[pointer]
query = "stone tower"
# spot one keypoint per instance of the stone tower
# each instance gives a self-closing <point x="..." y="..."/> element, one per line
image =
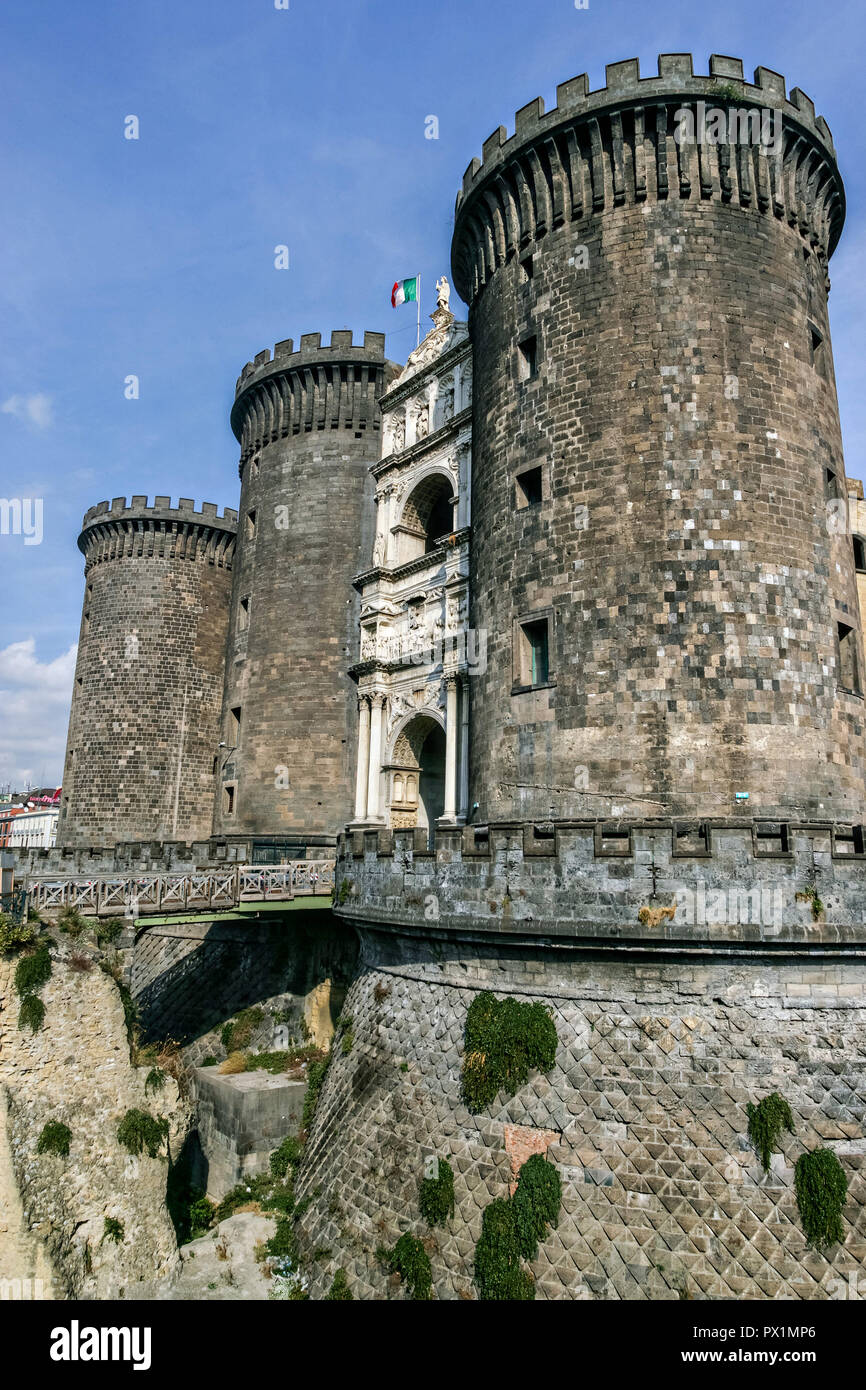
<point x="672" y="615"/>
<point x="145" y="719"/>
<point x="307" y="423"/>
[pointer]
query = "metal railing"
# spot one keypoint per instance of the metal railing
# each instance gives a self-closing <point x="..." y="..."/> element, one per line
<point x="134" y="895"/>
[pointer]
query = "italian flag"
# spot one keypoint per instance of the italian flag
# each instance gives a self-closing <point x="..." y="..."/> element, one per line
<point x="405" y="291"/>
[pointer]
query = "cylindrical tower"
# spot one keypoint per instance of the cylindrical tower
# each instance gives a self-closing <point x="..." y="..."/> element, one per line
<point x="659" y="555"/>
<point x="145" y="719"/>
<point x="307" y="423"/>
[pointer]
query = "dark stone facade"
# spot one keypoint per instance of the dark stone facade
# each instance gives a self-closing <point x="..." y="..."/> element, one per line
<point x="309" y="428"/>
<point x="145" y="719"/>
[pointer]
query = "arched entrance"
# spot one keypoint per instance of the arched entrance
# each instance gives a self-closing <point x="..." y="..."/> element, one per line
<point x="416" y="774"/>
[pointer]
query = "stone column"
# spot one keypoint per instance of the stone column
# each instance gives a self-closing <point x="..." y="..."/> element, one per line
<point x="463" y="798"/>
<point x="377" y="713"/>
<point x="451" y="748"/>
<point x="363" y="758"/>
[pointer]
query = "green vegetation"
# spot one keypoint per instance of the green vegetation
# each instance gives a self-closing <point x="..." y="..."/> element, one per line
<point x="316" y="1079"/>
<point x="410" y="1261"/>
<point x="54" y="1139"/>
<point x="14" y="936"/>
<point x="812" y="897"/>
<point x="34" y="970"/>
<point x="535" y="1203"/>
<point x="503" y="1041"/>
<point x="139" y="1133"/>
<point x="437" y="1196"/>
<point x="822" y="1187"/>
<point x="31" y="1015"/>
<point x="284" y="1159"/>
<point x="498" y="1271"/>
<point x="766" y="1122"/>
<point x="156" y="1080"/>
<point x="71" y="922"/>
<point x="238" y="1032"/>
<point x="109" y="930"/>
<point x="339" y="1289"/>
<point x="113" y="1229"/>
<point x="200" y="1216"/>
<point x="510" y="1232"/>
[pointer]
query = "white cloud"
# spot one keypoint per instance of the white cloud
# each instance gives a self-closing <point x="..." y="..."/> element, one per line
<point x="35" y="702"/>
<point x="35" y="410"/>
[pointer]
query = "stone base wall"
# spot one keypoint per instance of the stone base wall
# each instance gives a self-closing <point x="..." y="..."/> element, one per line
<point x="644" y="1115"/>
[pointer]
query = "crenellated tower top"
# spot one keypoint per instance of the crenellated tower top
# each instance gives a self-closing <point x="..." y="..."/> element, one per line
<point x="619" y="145"/>
<point x="313" y="388"/>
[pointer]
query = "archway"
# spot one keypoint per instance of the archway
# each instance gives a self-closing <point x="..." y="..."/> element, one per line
<point x="427" y="516"/>
<point x="416" y="774"/>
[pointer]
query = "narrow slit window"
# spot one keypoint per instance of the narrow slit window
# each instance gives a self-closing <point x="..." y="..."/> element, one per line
<point x="528" y="488"/>
<point x="850" y="674"/>
<point x="534" y="652"/>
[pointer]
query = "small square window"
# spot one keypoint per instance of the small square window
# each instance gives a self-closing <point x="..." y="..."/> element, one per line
<point x="534" y="652"/>
<point x="528" y="488"/>
<point x="848" y="667"/>
<point x="527" y="359"/>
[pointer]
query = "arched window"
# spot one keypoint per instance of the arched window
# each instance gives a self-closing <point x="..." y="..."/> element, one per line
<point x="427" y="516"/>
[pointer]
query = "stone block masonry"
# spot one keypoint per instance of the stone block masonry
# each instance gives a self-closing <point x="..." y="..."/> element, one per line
<point x="309" y="426"/>
<point x="145" y="719"/>
<point x="644" y="1115"/>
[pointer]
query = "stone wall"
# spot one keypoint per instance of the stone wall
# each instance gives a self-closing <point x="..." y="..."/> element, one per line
<point x="189" y="977"/>
<point x="659" y="883"/>
<point x="677" y="398"/>
<point x="145" y="719"/>
<point x="644" y="1115"/>
<point x="77" y="1069"/>
<point x="309" y="427"/>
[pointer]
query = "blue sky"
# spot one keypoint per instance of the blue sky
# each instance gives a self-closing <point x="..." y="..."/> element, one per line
<point x="263" y="127"/>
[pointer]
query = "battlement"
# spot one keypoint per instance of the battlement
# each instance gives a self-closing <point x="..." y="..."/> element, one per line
<point x="138" y="528"/>
<point x="310" y="348"/>
<point x="310" y="388"/>
<point x="658" y="880"/>
<point x="595" y="150"/>
<point x="160" y="510"/>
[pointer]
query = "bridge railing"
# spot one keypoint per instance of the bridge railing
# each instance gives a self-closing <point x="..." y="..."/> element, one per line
<point x="134" y="895"/>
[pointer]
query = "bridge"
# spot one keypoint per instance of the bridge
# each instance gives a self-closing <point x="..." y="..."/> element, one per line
<point x="143" y="894"/>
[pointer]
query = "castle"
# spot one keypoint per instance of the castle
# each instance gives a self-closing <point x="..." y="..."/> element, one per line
<point x="562" y="623"/>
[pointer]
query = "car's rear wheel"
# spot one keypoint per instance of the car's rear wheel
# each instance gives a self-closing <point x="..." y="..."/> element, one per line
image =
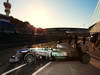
<point x="85" y="59"/>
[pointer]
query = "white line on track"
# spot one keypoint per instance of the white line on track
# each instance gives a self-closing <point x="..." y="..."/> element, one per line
<point x="41" y="68"/>
<point x="13" y="69"/>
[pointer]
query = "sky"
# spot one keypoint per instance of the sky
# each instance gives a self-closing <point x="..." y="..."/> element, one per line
<point x="53" y="13"/>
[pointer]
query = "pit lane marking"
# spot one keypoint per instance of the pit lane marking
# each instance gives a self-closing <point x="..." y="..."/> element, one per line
<point x="13" y="69"/>
<point x="41" y="68"/>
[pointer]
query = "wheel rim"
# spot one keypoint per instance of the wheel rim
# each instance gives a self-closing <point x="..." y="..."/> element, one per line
<point x="30" y="58"/>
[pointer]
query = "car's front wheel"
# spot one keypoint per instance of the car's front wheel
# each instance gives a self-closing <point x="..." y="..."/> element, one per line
<point x="29" y="58"/>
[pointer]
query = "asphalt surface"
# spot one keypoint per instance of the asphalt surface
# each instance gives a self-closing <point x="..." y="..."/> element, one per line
<point x="69" y="68"/>
<point x="22" y="68"/>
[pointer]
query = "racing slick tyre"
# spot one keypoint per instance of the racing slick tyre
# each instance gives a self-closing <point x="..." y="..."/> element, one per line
____________________
Quote every record above exactly, omitting any pictures they contain.

**Solution**:
[pointer]
query = "stone tower"
# spot one keypoint per instance of the stone tower
# each instance gives a self-closing <point x="..." y="..."/> element, one per line
image =
<point x="672" y="615"/>
<point x="145" y="719"/>
<point x="307" y="423"/>
[pointer]
query = "metal railing"
# spot one keypoint per instance of the metal railing
# each instance gives a self-closing <point x="..." y="..."/> element, one per line
<point x="134" y="895"/>
[pointer]
query = "italian flag"
# spot one keypoint per instance of the italian flag
# each instance gives a self-closing <point x="..." y="..."/> element, one per line
<point x="405" y="291"/>
[pointer]
query = "cylindrical tower"
# spot one keypoint per instance of the cylindrical tower
# each instance gives a self-closing <point x="..." y="..."/> element, one per line
<point x="659" y="555"/>
<point x="145" y="719"/>
<point x="307" y="423"/>
[pointer]
query = "dark stone facade"
# spot one keypoint per instance of the dark stone facade
# each instance gives a self-closing <point x="..." y="..."/> element, one per line
<point x="309" y="428"/>
<point x="145" y="719"/>
[pointer]
query = "arched entrance"
# spot one keypoint per instance of the arched entrance
# each instance gives a self-closing <point x="..." y="..."/> element, one per line
<point x="416" y="774"/>
[pointer]
query = "stone column"
# spot one keypoint per instance of the stone column
# each instance gives a self-closing <point x="..." y="..."/> element, one per line
<point x="463" y="798"/>
<point x="377" y="713"/>
<point x="451" y="748"/>
<point x="363" y="758"/>
[pointer]
query = "green vegetation"
# spot one keypoint per instance of the green vegetation
# each instance gives a self-closing <point x="..." y="..."/> element, one per line
<point x="316" y="1079"/>
<point x="410" y="1261"/>
<point x="54" y="1139"/>
<point x="14" y="936"/>
<point x="812" y="897"/>
<point x="34" y="970"/>
<point x="535" y="1203"/>
<point x="503" y="1041"/>
<point x="139" y="1133"/>
<point x="437" y="1196"/>
<point x="822" y="1187"/>
<point x="31" y="1015"/>
<point x="284" y="1159"/>
<point x="498" y="1271"/>
<point x="766" y="1122"/>
<point x="156" y="1080"/>
<point x="71" y="922"/>
<point x="238" y="1032"/>
<point x="109" y="930"/>
<point x="339" y="1289"/>
<point x="113" y="1229"/>
<point x="200" y="1216"/>
<point x="510" y="1232"/>
[pointer]
query = "white cloud"
# spot one keypoint per instance of the white cloud
# each instance gives a self-closing <point x="..." y="..."/> element, one per line
<point x="35" y="702"/>
<point x="35" y="410"/>
[pointer]
query = "stone base wall"
# spot one keypoint per instance of the stone base wall
# each instance gives a self-closing <point x="..." y="..."/> element, one per line
<point x="644" y="1115"/>
[pointer]
query = "crenellated tower top"
# spot one keypoint per instance of the crenellated tower top
# each instance gives a self-closing <point x="..." y="..."/> element, one per line
<point x="619" y="145"/>
<point x="313" y="388"/>
[pointer]
query = "archway"
# spot one keypoint per instance of the archway
# each instance gives a self-closing <point x="..." y="..."/> element, one per line
<point x="427" y="516"/>
<point x="416" y="774"/>
[pointer]
query = "narrow slit window"
# spot one keypoint per instance of the narrow slit window
# each instance gives a self-closing <point x="..." y="..."/> element, one per line
<point x="528" y="488"/>
<point x="850" y="674"/>
<point x="534" y="652"/>
[pointer]
query = "small square window"
# spot one keypoint per instance of the small square window
# each instance gives a self-closing <point x="..." y="..."/> element, one per line
<point x="534" y="652"/>
<point x="528" y="488"/>
<point x="848" y="667"/>
<point x="527" y="359"/>
[pointer]
query = "arched window"
# spot one keypoint per instance of the arched window
# each instance gives a self-closing <point x="..." y="..."/> element, one per line
<point x="427" y="516"/>
[pointer]
query = "stone block masonry"
# spot one keypoint per instance of the stone block masonry
# each instance gives a self-closing <point x="..." y="..."/> element, one per line
<point x="309" y="426"/>
<point x="145" y="719"/>
<point x="644" y="1115"/>
[pointer]
query = "stone wall"
# spot one keypoint per instance of the stone wall
# each instance gives a self-closing <point x="..." y="..."/> element, one per line
<point x="189" y="977"/>
<point x="659" y="883"/>
<point x="677" y="398"/>
<point x="145" y="719"/>
<point x="644" y="1115"/>
<point x="77" y="1069"/>
<point x="309" y="427"/>
[pointer]
query = "blue sky"
# spot one keypoint per instance of the blue sky
# each instance gives a self-closing <point x="..." y="..."/> element, one per line
<point x="263" y="127"/>
[pointer]
query = "battlement"
# spot one keypoint per instance of the battlement
# each instance gives a self-closing <point x="..." y="..."/> element, one per line
<point x="138" y="528"/>
<point x="310" y="348"/>
<point x="310" y="388"/>
<point x="658" y="880"/>
<point x="595" y="150"/>
<point x="160" y="510"/>
[pointer]
query = "bridge railing"
# spot one keypoint per instance of the bridge railing
# each instance gives a self-closing <point x="..." y="..."/> element, one per line
<point x="134" y="895"/>
[pointer]
query = "bridge"
# spot one keypoint per instance of the bridge
# each instance gives a self-closing <point x="..." y="..."/> element, one per line
<point x="143" y="894"/>
[pointer]
query = "castle"
# spot one keypoint per instance of the castle
# each instance gives a self-closing <point x="..." y="..."/> element, one per line
<point x="562" y="623"/>
[pointer]
query = "car's rear wheel"
# spot one keypoint per instance of the car's rear wheel
# each instance gives a self-closing <point x="..." y="..."/> element, one per line
image =
<point x="85" y="59"/>
[pointer]
query = "white line on track"
# spot one keypoint per instance of the white line on track
# each instance gives a self-closing <point x="..." y="..."/> element, one per line
<point x="41" y="68"/>
<point x="13" y="69"/>
[pointer]
query = "sky"
# spot one keypoint per instance of the sky
# each instance gives a self-closing <point x="..." y="..."/> element, one per line
<point x="53" y="13"/>
[pointer]
query = "pit lane marking"
# spot one keypoint per instance of the pit lane marking
# each instance gives a self-closing <point x="..." y="..."/> element, one per line
<point x="13" y="69"/>
<point x="41" y="68"/>
[pointer]
query = "wheel rim"
# spot one keypoint per instance of the wheel rim
# each instance gives a self-closing <point x="..." y="..."/> element, one per line
<point x="30" y="58"/>
[pointer]
query = "car's front wheel"
# spot one keypoint per instance of the car's front wheel
# each instance gives a self-closing <point x="..." y="..."/> element, one per line
<point x="29" y="58"/>
[pointer]
query = "asphalt surface"
# spot one keypoint per instance of the asphalt surface
# each instance gives a self-closing <point x="..." y="..."/> element, one per line
<point x="69" y="68"/>
<point x="22" y="68"/>
[pointer]
query = "racing slick tyre"
# spot one keypoint per instance of the racing slick tyre
# each instance gives a self-closing <point x="..." y="..."/> element, one per line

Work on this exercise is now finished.